Задания |
[A] Объясните по фрагменту о христианизации Руси, почему Русская Церковь не испытывала практической нужды в богословском размышлении, критике и анализе.
[B] Продолжите фрагмент о христианизации Руси, начав сразу после его последнего предложения.

Исходный фрагмент |
По причине отсутствия на Руси социального слоя, который владел бы культурой рационального мышления и был бы причастен к научной и философской традиции античного мира, христианство здесь оказалось гораздо более «однородным» или, иначе говоря, демократичным, народным, чем это имело место в Западной Европе или Византии, где разрыв между сознанием «простеца» и сознанием человека, принадлежавшего к церковной иерархии, к ученому монашеству и верхушке правящего слоя, был очень велик. На Руси христианская вера была воспринята народом в момент, когда в его сознании господствовали мифологические и магические представления о мире и действующих в нем силах. Для такого архаического сознания смысл христианского вероучения во многом оставался недоступным. Приняв христианское вероучение как уже сложившийся комплекс догматических определений, древнерусский человек не испытывал потребности в мудрствовании над догматом. Восточные славяне, жившие в мире, «полном богов», сравнительно легко приняли в свой пантеон нового бога (богов), тем более, что его почитание насаждалось великим князем. Однако легкость и быстрота утверждения христианства имела своей обратной стороной длительный период двоеверия, сначала явного (примерно до XII—XIII века), а затем — скрытого. Дело, однако, не в том, что в народной вере мы обнаруживаем множество следов языческого прошлого (такие следы мы легко найдем и на Западе, и в Византии), а в том, что они обнаруживаются в сознании не только мирян, но и духовенства. На Руси христианство оказывало преобразующее воздействие на сознание людей не через рассуждение о предмете веры, а через Библейское и Евангельское слово и иконописный образ, через образы житийной литературы и богослужение, через христианский обряд, через приобщение к принципам христианской этики… Образы Христа, Богоматери, апостолов, христианских святых прочно вошли в сознание русских людей и способствовали внедрению новых для восточных славян христианских представлений о добре и зле, о Боге и человеке.

Христианизация восточных славян происходила через притчу и образ, через молитвенное слово и литургию, через сложный комплекс христианских таинств и обрядов. Что касается догматического учения Церкви, то представление о нем «простецов» оставалось довольно нечетким, а для книжных и церковных людей христианская доктрина не была предметом заинтересованного обсуждения, разъяснения и комментирования. Если в Константинополе и Риме за точное понимание догматического учения Церкви отвечал теолог, то на Руси такой фигуры не было. Отсутствие богословско-философской традиции было связано еще и с тем обстоятельством, что Русская Церковь не испытывала практической нужды в богословском размышлении, критике и анализе: на Руси не было сколько-нибудь массовых еретических движений, которые всерьез угрожали бы ее духовному единству11.

Представленный листинг |
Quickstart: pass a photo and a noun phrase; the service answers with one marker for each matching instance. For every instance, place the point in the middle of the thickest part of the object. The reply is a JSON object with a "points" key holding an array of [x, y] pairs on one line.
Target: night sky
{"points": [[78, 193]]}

Ответы к заданиям |
[A] На Руси не было сколько-нибудь массовых еретических движений, которые всерьез угрожали бы духовному единству Церкви.

[B]
К моменту принятия христианства Владимиром I догматические споры уже миновали и русские люди оказались в ситуации, когда они могли воспользоваться откристаллизовавшимися в ходе долгих дискуссий, закрепленных веро-учительными определениями Вселенских соборов, догматами (Никео-Цареградский Символ веры). Вся энергия религиозной жизни новообращенного народа оказалась сконцентрирована на том, что можно назвать «практическим», а не «логическим» (не тео-логическим) христианством. Православная вера, распространяясь в среде, где господствовали магические представления о мире, не находившие себе противовеса в форме развитого теологического сознания с его стремлением к рациональному истолкованию Истины, неизбежно начинала тяготеть к абсолютизации внешних форм богослужения, обрядности, к выдвижению на первый план этического, аскетического и литургического начал в жизни христианина. Поэтому, когда мы говорим о специфике древнерусской религиозности, то речь должна идти о выявлении тех особенных характеристик православной веры, которые она приобретает в ситуации отсутствия рационально-философского, связанного с античной образованностью компонента, который в процессе догматического строительства прочно вошел в церковную жизнь и на Западе, и на Востоке христианского мира. Именно отсутствие теологического (христианско-эллинского) «элемента» в религиозной жизни отличает древнерусскую культуру и от византийской, и от латинской культур.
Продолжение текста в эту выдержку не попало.